◆ **YOUR GOAL**
Please find every line in the records below that contains the word "shirt", and copy it.

(Free-text object descriptions)
_____

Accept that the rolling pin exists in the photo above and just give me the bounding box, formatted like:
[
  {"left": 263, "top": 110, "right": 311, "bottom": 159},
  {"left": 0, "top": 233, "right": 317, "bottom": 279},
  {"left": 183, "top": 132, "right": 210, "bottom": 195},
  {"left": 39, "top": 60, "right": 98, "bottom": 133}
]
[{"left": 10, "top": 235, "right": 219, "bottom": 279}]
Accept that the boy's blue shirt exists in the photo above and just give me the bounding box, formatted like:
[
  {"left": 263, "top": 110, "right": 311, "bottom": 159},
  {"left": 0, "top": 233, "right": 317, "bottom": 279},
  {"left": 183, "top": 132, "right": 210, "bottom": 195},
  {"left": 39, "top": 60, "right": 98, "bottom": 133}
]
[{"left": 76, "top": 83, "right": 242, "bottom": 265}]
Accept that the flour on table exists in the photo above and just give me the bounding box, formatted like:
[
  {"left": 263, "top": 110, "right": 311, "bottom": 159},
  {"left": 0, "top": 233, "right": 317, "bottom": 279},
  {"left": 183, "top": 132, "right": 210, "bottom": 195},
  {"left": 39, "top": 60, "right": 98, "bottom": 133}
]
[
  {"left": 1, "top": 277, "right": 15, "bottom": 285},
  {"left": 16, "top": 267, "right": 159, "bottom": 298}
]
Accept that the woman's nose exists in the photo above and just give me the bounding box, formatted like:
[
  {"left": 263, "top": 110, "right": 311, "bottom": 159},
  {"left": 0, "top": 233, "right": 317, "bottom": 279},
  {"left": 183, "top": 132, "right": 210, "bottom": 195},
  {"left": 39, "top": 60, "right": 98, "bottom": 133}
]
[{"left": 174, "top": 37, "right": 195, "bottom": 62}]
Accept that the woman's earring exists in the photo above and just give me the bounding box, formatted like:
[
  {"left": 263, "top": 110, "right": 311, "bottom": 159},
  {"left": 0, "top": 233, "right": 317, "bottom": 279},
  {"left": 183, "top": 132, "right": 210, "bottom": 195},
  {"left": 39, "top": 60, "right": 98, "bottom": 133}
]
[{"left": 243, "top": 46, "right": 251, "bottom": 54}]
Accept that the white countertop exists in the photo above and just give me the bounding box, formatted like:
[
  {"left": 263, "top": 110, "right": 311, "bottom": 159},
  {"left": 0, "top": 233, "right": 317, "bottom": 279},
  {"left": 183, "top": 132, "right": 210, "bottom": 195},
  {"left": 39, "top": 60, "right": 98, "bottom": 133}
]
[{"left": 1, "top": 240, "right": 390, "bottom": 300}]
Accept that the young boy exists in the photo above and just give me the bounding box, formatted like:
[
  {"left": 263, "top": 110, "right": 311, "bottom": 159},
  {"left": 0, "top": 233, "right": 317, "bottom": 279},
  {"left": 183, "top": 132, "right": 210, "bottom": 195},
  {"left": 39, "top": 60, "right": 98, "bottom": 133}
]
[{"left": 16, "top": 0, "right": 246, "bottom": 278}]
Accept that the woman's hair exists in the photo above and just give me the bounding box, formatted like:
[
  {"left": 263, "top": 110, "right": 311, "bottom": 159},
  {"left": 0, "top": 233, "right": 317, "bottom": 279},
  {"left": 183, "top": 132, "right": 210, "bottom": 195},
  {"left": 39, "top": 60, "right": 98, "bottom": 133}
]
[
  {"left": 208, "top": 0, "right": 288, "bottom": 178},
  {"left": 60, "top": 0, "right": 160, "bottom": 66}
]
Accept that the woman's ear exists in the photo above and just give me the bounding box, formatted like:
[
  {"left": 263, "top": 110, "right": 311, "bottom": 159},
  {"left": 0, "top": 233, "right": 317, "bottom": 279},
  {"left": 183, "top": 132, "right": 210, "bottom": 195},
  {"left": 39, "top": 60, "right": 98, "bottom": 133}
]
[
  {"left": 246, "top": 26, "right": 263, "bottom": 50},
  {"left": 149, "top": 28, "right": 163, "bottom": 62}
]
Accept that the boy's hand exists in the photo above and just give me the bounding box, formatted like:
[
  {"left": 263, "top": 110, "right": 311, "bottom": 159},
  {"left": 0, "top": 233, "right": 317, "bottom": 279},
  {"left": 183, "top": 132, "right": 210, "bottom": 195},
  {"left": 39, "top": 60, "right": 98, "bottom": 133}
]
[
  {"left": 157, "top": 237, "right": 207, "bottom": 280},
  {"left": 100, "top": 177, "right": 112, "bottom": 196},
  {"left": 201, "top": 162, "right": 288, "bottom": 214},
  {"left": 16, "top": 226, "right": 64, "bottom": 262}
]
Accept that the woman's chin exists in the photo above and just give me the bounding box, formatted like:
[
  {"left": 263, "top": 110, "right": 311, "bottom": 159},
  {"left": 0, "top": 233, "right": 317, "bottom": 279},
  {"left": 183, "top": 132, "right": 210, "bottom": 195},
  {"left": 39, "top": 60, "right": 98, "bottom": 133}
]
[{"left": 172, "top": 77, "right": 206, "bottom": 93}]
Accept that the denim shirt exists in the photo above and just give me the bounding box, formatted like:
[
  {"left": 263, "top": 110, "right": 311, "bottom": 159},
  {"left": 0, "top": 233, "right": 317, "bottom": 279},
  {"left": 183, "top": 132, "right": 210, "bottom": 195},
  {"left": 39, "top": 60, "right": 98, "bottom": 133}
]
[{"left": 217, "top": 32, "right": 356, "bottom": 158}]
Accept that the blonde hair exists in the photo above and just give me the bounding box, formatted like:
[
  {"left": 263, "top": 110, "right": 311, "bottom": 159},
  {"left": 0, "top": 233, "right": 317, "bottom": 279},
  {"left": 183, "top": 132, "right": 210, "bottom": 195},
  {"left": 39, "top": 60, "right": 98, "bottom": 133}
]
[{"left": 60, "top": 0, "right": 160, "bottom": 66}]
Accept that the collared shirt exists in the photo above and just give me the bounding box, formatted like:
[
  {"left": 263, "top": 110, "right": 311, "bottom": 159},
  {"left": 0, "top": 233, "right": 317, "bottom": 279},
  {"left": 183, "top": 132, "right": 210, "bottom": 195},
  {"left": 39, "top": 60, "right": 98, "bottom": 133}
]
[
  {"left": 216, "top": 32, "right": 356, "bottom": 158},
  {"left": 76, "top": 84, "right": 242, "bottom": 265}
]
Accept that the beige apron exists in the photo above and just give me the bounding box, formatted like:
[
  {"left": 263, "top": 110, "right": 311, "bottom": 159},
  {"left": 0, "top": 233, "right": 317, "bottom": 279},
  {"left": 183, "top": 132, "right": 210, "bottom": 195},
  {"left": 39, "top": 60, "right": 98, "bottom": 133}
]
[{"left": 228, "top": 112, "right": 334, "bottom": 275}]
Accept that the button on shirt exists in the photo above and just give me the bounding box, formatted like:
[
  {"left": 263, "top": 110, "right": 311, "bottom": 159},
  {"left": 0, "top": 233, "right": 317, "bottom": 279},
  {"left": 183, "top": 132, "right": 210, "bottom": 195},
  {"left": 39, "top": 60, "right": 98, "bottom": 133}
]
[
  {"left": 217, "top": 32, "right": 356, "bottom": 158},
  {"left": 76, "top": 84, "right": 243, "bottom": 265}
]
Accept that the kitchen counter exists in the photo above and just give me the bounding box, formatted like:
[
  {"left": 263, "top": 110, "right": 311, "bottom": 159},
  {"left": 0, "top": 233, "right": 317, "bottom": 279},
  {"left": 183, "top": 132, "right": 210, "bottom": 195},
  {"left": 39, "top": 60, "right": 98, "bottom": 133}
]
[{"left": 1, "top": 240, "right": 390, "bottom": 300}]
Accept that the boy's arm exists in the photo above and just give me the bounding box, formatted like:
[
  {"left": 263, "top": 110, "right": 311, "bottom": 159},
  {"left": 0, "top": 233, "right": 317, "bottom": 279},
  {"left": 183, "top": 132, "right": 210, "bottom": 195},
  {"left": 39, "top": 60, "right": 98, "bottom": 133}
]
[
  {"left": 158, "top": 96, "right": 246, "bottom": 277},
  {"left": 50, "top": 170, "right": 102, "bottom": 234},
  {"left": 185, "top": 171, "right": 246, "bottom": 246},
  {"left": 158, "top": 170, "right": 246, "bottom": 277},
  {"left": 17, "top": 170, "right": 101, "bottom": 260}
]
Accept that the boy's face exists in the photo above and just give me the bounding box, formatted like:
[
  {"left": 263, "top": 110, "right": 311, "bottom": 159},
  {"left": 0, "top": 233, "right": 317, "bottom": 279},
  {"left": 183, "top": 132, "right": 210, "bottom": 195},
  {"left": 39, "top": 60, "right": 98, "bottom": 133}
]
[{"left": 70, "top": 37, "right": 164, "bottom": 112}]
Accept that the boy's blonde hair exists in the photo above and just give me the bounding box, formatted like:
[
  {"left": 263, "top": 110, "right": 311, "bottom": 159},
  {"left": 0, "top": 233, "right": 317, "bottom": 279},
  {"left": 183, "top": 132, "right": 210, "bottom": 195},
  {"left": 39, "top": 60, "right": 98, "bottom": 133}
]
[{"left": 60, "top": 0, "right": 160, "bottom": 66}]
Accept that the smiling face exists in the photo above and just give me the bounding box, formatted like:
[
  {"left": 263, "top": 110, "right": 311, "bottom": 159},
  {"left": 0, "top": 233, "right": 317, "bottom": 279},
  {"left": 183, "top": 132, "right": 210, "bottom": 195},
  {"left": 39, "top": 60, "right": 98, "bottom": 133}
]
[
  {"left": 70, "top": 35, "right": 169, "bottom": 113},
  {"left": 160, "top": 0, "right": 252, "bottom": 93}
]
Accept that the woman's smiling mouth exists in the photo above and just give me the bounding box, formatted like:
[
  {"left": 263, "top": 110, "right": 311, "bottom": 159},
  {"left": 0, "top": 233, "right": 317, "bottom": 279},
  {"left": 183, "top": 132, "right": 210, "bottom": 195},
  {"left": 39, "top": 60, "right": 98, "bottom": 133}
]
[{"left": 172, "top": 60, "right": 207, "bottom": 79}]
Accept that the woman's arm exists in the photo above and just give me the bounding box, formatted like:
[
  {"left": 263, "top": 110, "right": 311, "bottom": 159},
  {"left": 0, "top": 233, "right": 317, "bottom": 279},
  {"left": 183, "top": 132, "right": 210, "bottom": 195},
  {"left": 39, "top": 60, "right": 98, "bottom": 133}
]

_____

◆ **COMPLETED EXERCISE**
Accept that the boy's blue shirt exists in the photo above and just give me the bounding box, formatted like:
Accept that the denim shirt exists in the photo above and just give me the bounding box, formatted like:
Accept that the collared shirt exists in the photo above and just give me the bounding box, formatted like:
Accept that the button on shirt exists in the photo above and just give me the bounding box, formatted like:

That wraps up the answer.